Data records.
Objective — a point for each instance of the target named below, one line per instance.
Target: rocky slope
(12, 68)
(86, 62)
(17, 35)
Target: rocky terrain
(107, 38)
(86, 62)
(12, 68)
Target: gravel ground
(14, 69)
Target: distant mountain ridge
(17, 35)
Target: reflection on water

---

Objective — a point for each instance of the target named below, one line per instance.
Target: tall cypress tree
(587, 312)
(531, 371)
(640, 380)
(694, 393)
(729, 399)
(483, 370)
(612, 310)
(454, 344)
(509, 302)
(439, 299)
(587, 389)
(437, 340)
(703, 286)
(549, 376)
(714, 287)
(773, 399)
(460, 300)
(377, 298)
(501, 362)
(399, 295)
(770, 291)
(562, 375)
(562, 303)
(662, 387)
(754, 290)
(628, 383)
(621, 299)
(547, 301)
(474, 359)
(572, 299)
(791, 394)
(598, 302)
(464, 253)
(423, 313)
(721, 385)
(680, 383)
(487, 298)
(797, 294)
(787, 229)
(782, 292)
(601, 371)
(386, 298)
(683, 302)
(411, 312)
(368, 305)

==

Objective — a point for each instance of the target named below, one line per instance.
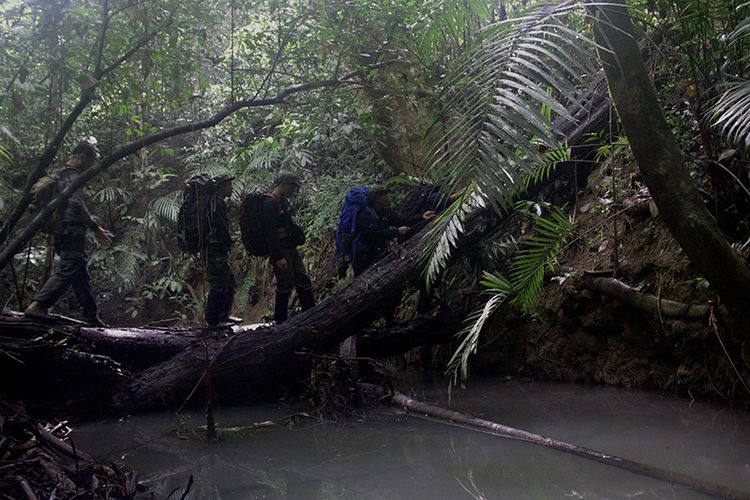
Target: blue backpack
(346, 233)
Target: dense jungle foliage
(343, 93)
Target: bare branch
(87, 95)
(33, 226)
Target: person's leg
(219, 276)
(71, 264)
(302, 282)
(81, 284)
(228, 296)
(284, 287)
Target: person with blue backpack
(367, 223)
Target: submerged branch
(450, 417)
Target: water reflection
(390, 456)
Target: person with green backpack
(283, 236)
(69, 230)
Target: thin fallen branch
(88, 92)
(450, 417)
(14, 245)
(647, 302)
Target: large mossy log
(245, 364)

Exercise prompt.
Set down, exactly as they appear above, all lines from the one that has "Target: rocky slope" down to the one that has "Target: reflection on water", including those two and no others.

Written reply.
Target: rocky slope
(12, 68)
(86, 62)
(17, 35)
Target: rocky terrain
(107, 38)
(86, 62)
(12, 68)
Target: gravel ground
(14, 69)
Target: distant mountain ridge
(17, 35)
Target: reflection on water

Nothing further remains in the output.